Wouters: La N-VA prétend que ce choix favorisera l’esprit de communauté et fera des Bruxellois francophones ou allophones de véritables Flamands. C’est naïf.

Vuye: Les allophones choisiront la Flandre comme on choisit un abonnement GSM. Pour Annemans, Bruxelles doit devenir la capitale d’une Flandre indépendante. Grâce à des investissements massifs, Annemans souhaite convaincre les Bruxellois de choisir, définitivement cette fois, la Flandre. En soi, il a raison, mais cela coûtera très cher, et il faut voir si la Flandre sera d’accord.

Wouters: Quand nous allons parler au Limbourg ou en Flandre-Occidentale, on sent l’ampleur de l’aversion à l’égard de Bruxelles. « Pourquoi encore investir là-bas et lier notre sort à cette ville? », entend-on souvent. « On ne parle que français, les politiciens y sont corrompus… »

Vuye: Ajoutez-y la menace terroriste, et la montée de l’islam radical.

Dans votre modèle pour Bruxelles, vous tentez de concilier « la logique régionale francophone à la logique communautaire flamande ». Le mot clé c’est l’asymétrie…

Vuye: Notre construction institutionnelle est déjà foncièrement asymétrique ! Ainsi, la communauté française a déjà transféré de nombreuses compétences à la Région wallonne, et de nombreuses compétences régionales wallonnes sont à la Communauté germanophone. À Bruxelles, il y a la Commission communautaire flamande, une administration subordonnée à la communauté flamande – comparez-la à un conseil communal- , alors que son pendant francophone, la COCOF, a repris un certain nombre de compétences de la communauté française et fonctionne sur ces plans-là comme un véritable parlement, avec ses propres lois.

Vous voulez encore intensifier cette asymétrie en intégrant au minimum un des deux ministres flamands bruxellois au gouvernement flamand?

#####

Consigne 1 = Citez l'extrait à l'identique, depuis « Vuye: Les allophones » jusqu'à « Flandre sera d’accord. » inclus.
Consigne 2 = D'après l'extrait, selon Vuye, comment les allophones choisiront-ils la Flandre ?
Appuyez-vous uniquement sur l'extrait pour répondre.

Documents sources =
#####

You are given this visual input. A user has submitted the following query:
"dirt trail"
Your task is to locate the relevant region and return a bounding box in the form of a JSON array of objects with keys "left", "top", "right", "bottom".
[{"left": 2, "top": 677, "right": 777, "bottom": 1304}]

#####

Réponse écrite 1 =
Vuye: Les allophones choisiront la Flandre comme on choisit un abonnement GSM. Pour Annemans, Bruxelles doit devenir la capitale d’une Flandre indépendante. Grâce à des investissements massifs, Annemans souhaite convaincre les Bruxellois de choisir, définitivement cette fois, la Flandre. En soi, il a raison, mais cela coûtera très cher, et il faut voir si la Flandre sera d’accord.

Réponse écrite 2 = Comme on choisit un abonnement GSM.